§ **What you will do**
Restate the whole listing word for word. Pictures are left out.

§ **Position annotation records**
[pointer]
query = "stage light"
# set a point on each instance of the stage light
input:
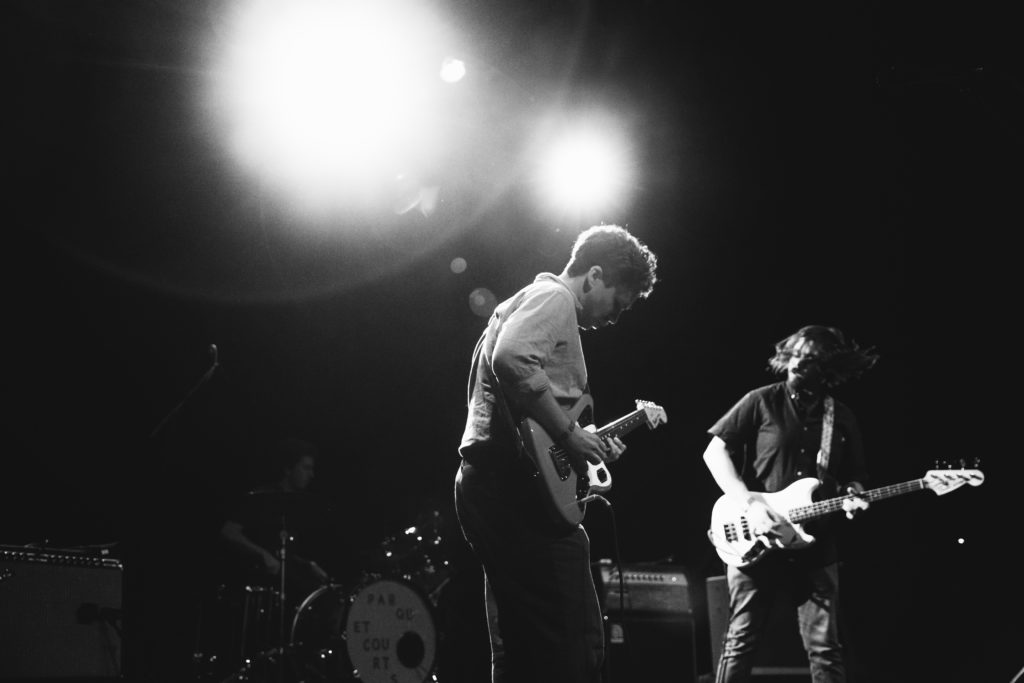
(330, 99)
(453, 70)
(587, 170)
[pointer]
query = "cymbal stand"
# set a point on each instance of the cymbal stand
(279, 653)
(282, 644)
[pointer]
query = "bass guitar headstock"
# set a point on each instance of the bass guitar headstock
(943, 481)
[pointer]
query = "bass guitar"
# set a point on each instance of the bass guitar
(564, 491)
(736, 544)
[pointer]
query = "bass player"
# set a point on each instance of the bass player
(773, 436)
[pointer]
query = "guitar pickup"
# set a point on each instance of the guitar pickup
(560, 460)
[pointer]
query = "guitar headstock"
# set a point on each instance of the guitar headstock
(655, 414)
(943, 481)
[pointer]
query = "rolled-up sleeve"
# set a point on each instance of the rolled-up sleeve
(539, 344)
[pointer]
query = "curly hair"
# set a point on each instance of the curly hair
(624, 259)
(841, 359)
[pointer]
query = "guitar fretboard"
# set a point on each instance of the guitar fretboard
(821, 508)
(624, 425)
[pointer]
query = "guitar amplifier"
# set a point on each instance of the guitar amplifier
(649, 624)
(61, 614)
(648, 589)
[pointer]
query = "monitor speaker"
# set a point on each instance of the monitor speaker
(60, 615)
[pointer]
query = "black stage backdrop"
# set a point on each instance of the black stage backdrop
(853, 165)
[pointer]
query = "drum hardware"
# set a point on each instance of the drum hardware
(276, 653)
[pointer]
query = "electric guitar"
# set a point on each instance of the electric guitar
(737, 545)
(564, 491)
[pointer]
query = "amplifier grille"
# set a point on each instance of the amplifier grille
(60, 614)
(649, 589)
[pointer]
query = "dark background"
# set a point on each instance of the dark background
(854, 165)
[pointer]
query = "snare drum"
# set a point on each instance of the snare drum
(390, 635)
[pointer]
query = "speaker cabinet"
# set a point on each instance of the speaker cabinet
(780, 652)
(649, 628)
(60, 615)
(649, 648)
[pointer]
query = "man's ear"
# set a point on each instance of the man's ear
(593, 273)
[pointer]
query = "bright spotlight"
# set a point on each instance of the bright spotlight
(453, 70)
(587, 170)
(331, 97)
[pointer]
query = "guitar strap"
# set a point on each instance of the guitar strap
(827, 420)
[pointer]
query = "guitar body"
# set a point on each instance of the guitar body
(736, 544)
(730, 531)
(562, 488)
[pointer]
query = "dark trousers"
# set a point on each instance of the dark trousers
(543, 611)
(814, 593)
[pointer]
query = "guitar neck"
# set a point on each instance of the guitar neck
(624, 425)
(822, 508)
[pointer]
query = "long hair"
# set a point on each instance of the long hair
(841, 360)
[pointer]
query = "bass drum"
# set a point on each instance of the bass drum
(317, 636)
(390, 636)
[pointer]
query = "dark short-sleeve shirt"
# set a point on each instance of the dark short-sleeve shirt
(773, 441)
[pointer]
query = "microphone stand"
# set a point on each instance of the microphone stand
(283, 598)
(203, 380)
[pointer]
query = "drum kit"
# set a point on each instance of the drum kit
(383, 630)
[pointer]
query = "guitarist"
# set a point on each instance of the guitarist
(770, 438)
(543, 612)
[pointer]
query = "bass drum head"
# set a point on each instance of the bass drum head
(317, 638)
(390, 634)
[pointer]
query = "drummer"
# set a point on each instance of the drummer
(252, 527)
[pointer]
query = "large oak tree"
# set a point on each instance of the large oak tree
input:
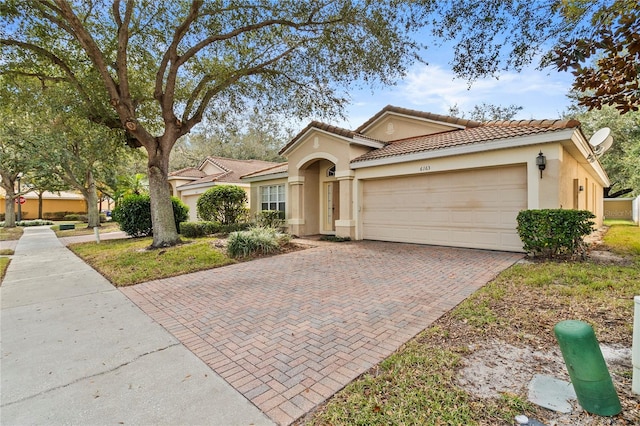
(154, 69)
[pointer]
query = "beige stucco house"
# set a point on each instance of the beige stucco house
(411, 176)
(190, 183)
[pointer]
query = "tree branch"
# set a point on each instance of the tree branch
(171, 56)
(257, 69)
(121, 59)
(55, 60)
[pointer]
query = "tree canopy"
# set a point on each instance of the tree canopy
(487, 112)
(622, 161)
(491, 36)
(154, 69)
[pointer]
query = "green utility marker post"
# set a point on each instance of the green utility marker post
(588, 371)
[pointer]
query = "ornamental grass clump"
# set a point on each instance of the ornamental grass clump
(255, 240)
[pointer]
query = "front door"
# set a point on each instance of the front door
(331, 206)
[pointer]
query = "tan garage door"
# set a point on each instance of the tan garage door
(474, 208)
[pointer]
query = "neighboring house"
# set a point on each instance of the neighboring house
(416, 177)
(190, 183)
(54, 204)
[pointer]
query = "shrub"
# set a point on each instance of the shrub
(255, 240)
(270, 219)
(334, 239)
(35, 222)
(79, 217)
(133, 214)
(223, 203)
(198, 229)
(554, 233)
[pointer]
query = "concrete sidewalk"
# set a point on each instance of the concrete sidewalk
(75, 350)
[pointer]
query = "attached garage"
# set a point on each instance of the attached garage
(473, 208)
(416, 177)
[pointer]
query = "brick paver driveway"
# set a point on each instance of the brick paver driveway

§ **Expected answer**
[pointer]
query = "stage light"
# set a point on each instance of the stage light
input:
(330, 99)
(453, 70)
(587, 170)
[pointer]
query = "cymbal stand"
# set a point on each instance of the cymbal stand
(279, 653)
(282, 644)
[pointer]
query = "bass guitar headstock"
# set a point on each instance of the bass guitar headstock
(943, 481)
[pointer]
query = "bass guitar"
# set a point on each instance of the bass guitar
(564, 491)
(736, 544)
[pointer]
query = "bass player"
# set a point on each instance of the bass player
(773, 436)
[pointer]
query = "guitar pickup"
# set a point on each instance of the guitar pickup
(560, 460)
[pointer]
query = "guitar headstock"
# set a point on each instance of the guitar headstock
(655, 414)
(943, 481)
[pointer]
query = "rolled-up sleeve"
# set a point on each instance of the rolled-up sleeve
(539, 344)
[pointer]
query = "curly hair"
# set a point on each instance of the curly hair
(624, 259)
(841, 359)
[pointer]
query = "guitar fretboard"
# set a point on each instance of the guitar fretboard
(821, 508)
(624, 425)
[pointer]
query = "guitar amplifier"
# set a point on each instance of the guitar amplifier
(649, 624)
(61, 614)
(648, 589)
[pointer]
query = "monitor speaker"
# set a point on each instance of the monitor speaker
(60, 615)
[pointer]
query = "black stage backdrop"
# set a point on each instance of the black stage backdrop
(853, 165)
[pointer]
query = "drum hardware"
# set a point on each instance of the drum hardware
(276, 653)
[pointer]
query = "electric guitar"
# set a point on each instance of the electric guitar
(737, 545)
(564, 491)
[pointer]
query = "amplifier grille"
# set a point on each instance of the amplifier grille
(60, 614)
(649, 589)
[pointer]
query = "dark background"
# set a point on each instance of the dark background
(854, 165)
[pointer]
query = "snare drum"
# set a point on each instance of the snare drum
(390, 635)
[pointer]
query = "speaker cabinet"
# set a point on each instance of the speaker cabinet
(780, 652)
(649, 628)
(60, 615)
(649, 648)
[pointer]
query = "man's ear"
# set a point on each instance of the man's ear
(593, 273)
[pointer]
query = "bright spotlight"
# set a point on each instance of the bright spotlight
(453, 70)
(587, 170)
(331, 97)
[pointer]
query = "guitar strap"
# set a point on each instance of the guitar strap
(827, 420)
[pointer]
query = "guitar body"
# set a point on each instance of the guitar body
(736, 544)
(730, 531)
(562, 488)
[pointer]
query = "dark trousers"
# set a point on each instance of the dark trousers
(543, 611)
(814, 593)
[pointer]
query = "guitar neck"
# set a point on each instance of the guitar neck
(624, 425)
(822, 508)
[pointer]
query = "long hair"
# set a point on each instance of the long hair
(841, 360)
[pointer]
query = "bass drum"
# set a point on each instance of the bass drum
(317, 636)
(390, 636)
[pointer]
query = "dark short-sleeve shirt"
# set a point on each instance of the dark short-sleeve shirt
(773, 441)
[pointer]
query = "microphone stand"
# set a point on each instance of the microphone stand
(283, 598)
(203, 380)
[pointer]
query = "drum kit"
# set a point on each instance of the drum kit
(383, 630)
[pointer]
query = "guitarist"
# set a point on each instance of the guitarist
(770, 438)
(543, 612)
[pointer]
query = "bass drum head"
# set a point on each instance of the bass drum head
(317, 638)
(390, 634)
[pointer]
query = "drummer"
# set a point on each instance of the drummer
(252, 527)
[pointer]
query = "large oak tree"
# set a point on each instance of the large oak tree
input:
(154, 69)
[pointer]
query = "beige stucco house"
# set a point on each instance of the beige stucco house
(411, 176)
(190, 183)
[pointer]
query = "tree branch"
# set a point on each instance of the tree branch
(171, 56)
(257, 69)
(121, 59)
(55, 60)
[pointer]
query = "tree canopy"
# set a point on each instance of the tree canopy
(487, 112)
(622, 161)
(491, 36)
(154, 69)
[pointer]
query = "green utility marker post"
# set a point on each instance of the green utility marker post
(588, 371)
[pointer]
query = "ornamental grass clump"
# set a point on each instance of the ornamental grass clump
(255, 240)
[pointer]
query = "front door"
# set a point on each instance of the front door
(331, 206)
[pointer]
query = "tan garage door"
# set a point on each instance of the tan garage door
(474, 208)
[pointer]
query = "neighboring house"
# set a point on each instance of the neighboring house
(416, 177)
(190, 183)
(54, 204)
[pointer]
query = "shrub"
# set a point on each instance of the shrub
(255, 240)
(270, 219)
(334, 239)
(35, 222)
(79, 217)
(133, 214)
(223, 203)
(198, 229)
(554, 233)
[pointer]
query = "concrete sidewalk"
# set a point on each instance of the concrete sidewalk
(75, 350)
[pointer]
query = "attached garage"
# set a point on each instance of the attached garage
(473, 208)
(416, 177)
[pointer]
query = "brick paver driveway"
# set a point on each instance of the brick paver driveway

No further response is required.